• TASK TO CARRY OUT: The reply is a verbatim copy of the listing below with its images dropped.

== Segment start ==

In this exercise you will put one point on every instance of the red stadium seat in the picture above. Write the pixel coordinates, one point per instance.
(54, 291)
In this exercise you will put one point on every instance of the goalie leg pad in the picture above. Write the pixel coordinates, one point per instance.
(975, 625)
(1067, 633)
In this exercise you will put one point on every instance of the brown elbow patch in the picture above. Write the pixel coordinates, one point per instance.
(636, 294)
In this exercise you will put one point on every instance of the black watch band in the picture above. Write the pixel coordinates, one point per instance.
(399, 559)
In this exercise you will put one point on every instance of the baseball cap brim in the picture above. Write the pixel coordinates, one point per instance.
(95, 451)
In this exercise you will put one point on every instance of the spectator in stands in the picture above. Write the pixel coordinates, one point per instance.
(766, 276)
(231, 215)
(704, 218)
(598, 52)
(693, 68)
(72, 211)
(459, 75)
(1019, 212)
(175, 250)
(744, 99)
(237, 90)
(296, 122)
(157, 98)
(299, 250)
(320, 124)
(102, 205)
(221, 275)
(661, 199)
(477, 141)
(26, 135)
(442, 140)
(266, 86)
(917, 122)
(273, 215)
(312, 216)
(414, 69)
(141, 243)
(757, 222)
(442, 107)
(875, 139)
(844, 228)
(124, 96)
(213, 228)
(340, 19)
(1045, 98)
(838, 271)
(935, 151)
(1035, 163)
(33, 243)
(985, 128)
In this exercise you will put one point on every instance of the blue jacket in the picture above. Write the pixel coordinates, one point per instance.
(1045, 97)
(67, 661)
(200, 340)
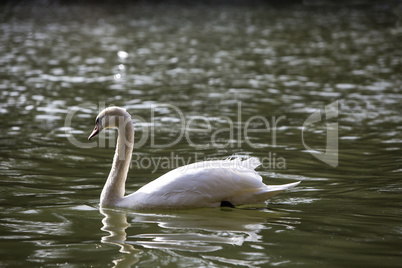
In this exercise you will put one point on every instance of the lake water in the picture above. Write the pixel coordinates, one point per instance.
(314, 92)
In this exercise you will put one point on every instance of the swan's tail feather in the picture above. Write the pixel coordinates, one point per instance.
(272, 190)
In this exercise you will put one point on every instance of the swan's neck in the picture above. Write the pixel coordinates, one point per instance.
(114, 189)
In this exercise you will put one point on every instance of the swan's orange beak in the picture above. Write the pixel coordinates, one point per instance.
(95, 131)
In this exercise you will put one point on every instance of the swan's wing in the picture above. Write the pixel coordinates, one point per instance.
(204, 184)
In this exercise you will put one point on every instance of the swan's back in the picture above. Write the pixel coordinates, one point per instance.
(205, 184)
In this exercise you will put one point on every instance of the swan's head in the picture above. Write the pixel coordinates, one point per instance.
(111, 117)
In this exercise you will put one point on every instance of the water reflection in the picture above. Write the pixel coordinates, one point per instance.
(201, 231)
(115, 223)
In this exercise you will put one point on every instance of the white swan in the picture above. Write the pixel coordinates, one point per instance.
(203, 184)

== Segment end ==

• YOUR RESPONSE:
In this exercise you will put one point on every instance of the red stadium seat in the picture above. Write the pixel coordinates, one point per instance.
(54, 291)
In this exercise you will put one point on every instance of the goalie leg pad in the picture above. Write the pixel coordinates, one point per instance.
(975, 625)
(1067, 633)
In this exercise you will put one point on every instance of the brown elbow patch in the picture above. Write the pixel coordinates, one point per instance.
(636, 294)
In this exercise you will put one point on every instance of the black watch band in the picture above. Write the pixel coordinates, one point per instance.
(399, 559)
In this exercise you will put one point on every instance of the baseball cap brim in the picture above. Write the pixel coordinates, one point per instance.
(95, 451)
In this exercise you will put one point on every instance of the spectator in stands in the picture above. Write the pixel coordinates, one point per instance.
(766, 276)
(231, 215)
(704, 218)
(598, 52)
(693, 68)
(72, 211)
(459, 75)
(1019, 212)
(175, 250)
(744, 99)
(237, 90)
(296, 122)
(157, 98)
(299, 250)
(320, 124)
(102, 205)
(221, 275)
(661, 199)
(477, 141)
(26, 135)
(442, 140)
(266, 86)
(917, 122)
(273, 215)
(312, 216)
(414, 69)
(141, 243)
(757, 222)
(442, 107)
(875, 139)
(844, 228)
(124, 96)
(213, 228)
(340, 19)
(1045, 98)
(838, 271)
(935, 151)
(1035, 163)
(33, 243)
(985, 128)
In this exercise you will put one point on every instance of the blue jacket in the picture above. Write the pixel coordinates, one point per instance.
(1045, 97)
(67, 661)
(200, 340)
In this exercise you will put one point on every instance of the lake water in the picture above. Write the pixel coordinates, one point per instance.
(314, 92)
In this exercise you will put one point on every instance of the swan's tail feather in the picture above. Write the pixel coordinates, one point per instance.
(272, 190)
In this exercise you will put one point on every instance of the swan's neck in the picture above. Write the pixel coordinates, one point per instance.
(114, 189)
In this exercise you will put one point on every instance of the swan's orange beak in the picture above. Write the pixel coordinates, one point per instance.
(95, 131)
In this exercise you will put one point on every instance of the swan's wing in the picture above. Write the pixel coordinates, one point per instance.
(204, 184)
In this exercise you will put one point on every instance of the swan's back in the picture above. Write the pixel coordinates, one point per instance.
(205, 184)
In this exercise you will put one point on every instance of the swan's head in the picture above. Write the pixel coordinates, one point per instance.
(111, 117)
In this exercise you will put one point on every instance of the water reflection in the picture above. Write the pixel coordinates, one point per instance.
(201, 231)
(115, 223)
In this exercise you will put one point on every instance of the white swan in the picture above. Write the pixel coordinates, one point per instance.
(203, 184)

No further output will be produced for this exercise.